I feel miraculous. its confusing to feel so miraculous when so many people hate my skin and my history.

i see the miraculous in others – even those who hate me have heartbeats, and, I generally assume, have people they love. why can’t they love me? should i love them anyway? how can i hold these massive contradictions?

I started reading sci fi, obsessively, looking for options. Other worlds where I wasn’t dismissed as an idealist or an inferior.

On that path I discovered octavia butler. Decades before my birth, she was working these same edges in her heart, pendulum swinging between curiosity, possibility and hopelessness. Because if we can’t articulate more viable futures, and adapt, our human future is pretty hopeless.

Octavia Butler wrote novels with young black women protagonists meeting aliens, surviving apocalypse, evolving vampires, becoming telepathic networks, time traveling to save slave owner ancestors. But woven throughout her work were two things: 1) a coherent visionary exploration of humanity and 2) emergent strategies for being better humans.

I’ll say more about emergent strategy in a second.

First I want to say that what my Octavia’s Brood Co-editor walidah Imarisha and I call or work is not actually science fiction. We call it visionary fiction.

Fiction that disrupts the hero narrative concept that one person, often one white man, often matt Damon, alone has the skills to save the world. we write Fiction that explores change as a Collective process. Fiction that centers those who are currently marginalized – not to be nice, but because those who survive on the margins tend to be the most experientially innovative – practicing survival based efficiency, doing the most with the least, an important skill area on a planet whose resources are under assault by less marginalized people. In these ways visionary fiction is constantly applying lessons from our past to our future(s).

Visionary fiction is neither utopian nor dystopian, instead it is like real life: Hard, realistic…Hopeful as a strategy.

We’re here in Arizona, a land where the voting majority believes in aliens, and where my safety is determined by the proximity of my passport. also, the future is unfurling here. Utopia? Dystopia? Perspective is everything.

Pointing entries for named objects
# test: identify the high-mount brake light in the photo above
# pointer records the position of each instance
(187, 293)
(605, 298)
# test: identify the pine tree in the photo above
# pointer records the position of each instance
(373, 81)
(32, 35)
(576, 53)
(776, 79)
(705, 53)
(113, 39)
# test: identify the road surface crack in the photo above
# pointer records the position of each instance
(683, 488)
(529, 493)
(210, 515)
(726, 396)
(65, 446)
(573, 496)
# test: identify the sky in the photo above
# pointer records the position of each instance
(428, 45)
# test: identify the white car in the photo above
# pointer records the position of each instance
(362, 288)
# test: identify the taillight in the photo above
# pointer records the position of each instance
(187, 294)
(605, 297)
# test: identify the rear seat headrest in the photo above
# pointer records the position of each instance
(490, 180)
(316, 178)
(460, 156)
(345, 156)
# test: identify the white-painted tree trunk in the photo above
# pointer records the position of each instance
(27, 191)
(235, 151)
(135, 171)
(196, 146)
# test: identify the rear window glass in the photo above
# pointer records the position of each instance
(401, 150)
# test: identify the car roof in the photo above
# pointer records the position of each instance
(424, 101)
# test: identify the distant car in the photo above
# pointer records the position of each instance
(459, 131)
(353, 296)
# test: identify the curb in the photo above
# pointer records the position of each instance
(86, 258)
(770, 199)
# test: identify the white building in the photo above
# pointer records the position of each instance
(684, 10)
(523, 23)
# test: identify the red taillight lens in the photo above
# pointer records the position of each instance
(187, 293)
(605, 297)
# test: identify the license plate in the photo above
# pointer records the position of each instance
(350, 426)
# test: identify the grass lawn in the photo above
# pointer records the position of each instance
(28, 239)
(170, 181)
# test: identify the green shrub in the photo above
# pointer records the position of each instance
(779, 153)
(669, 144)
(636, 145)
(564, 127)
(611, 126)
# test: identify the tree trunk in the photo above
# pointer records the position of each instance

--- Task instructions ---
A) Translate this sentence from the essay on visionary fiction into Spanish: "I started reading sci fi, obsessively, looking for options."
B) Go on with the essay on visionary fiction, starting after its final sentence.

--- The responses ---
A) Empecé a leer ciencia ficción, de forma obsesiva, buscando opciones.

B)
As long as the future comes from imagination, there will be divergent paths that are moving in and out of alignment, in and out of conflict. Our ideas of right and wrong shift with time – right now it’s clear to me that something is wrong if it hurts this planet. But if we don’t claim the future, that sense of loyalty to earth, of environmentalism, could become an outdated concept. Kenny Bailey from Design Studio for Innovation shared that recently on a panel called black to the future – that justice, rights, things we take for granted are not permanent.

That affirmed to me how important it is that we get into the game, get dirty, get experimental. How do we create and proliferate a compelling vision of a new economy that centers humans and the natural world over the accumulation of material?

We embody. We learn. We release the idea of failure, because its all data.

But first we imagine.

We are in an imagination battle – Claudine Rankin and Terry Marshall speak of this. Trayvon Martin and Mike Brown and Renisha McBride and all of them are dead because in some white imagination, they were dangerous. And that imagination is so respected that those who kill based on an imagined racialized fear of black people are rarely held accountable. imagination has people think they can go from poverty to millionaire as part of a shared american dream. imagination turns brown bombers into terrorists and white bombers into mentally ill victims. imagination gives us borders, gives us superiority, gives us race.

We have to imagine beyond those fears. We have to ideate together. The poverty that results from our current system allows all of this Imagining to be fed by the results of scarcity economics. We must imagine new worlds that transition us from seeing black people as murderers, or brown people as terrorists and aliens, to ones that can see black and brown people as cultural and economic innovators.

Black lives matter, which has issued a clarion call to us in this time, is brilliant on so many levels. they created products to support their work almost immediately, making the look of the movement irresistable and undeniable. Now they are gathering stories from black people about what the world will look like when black lives matter. This is a time travel exercise for the heart. This is ideation – what are the ideas that will liberate all of us?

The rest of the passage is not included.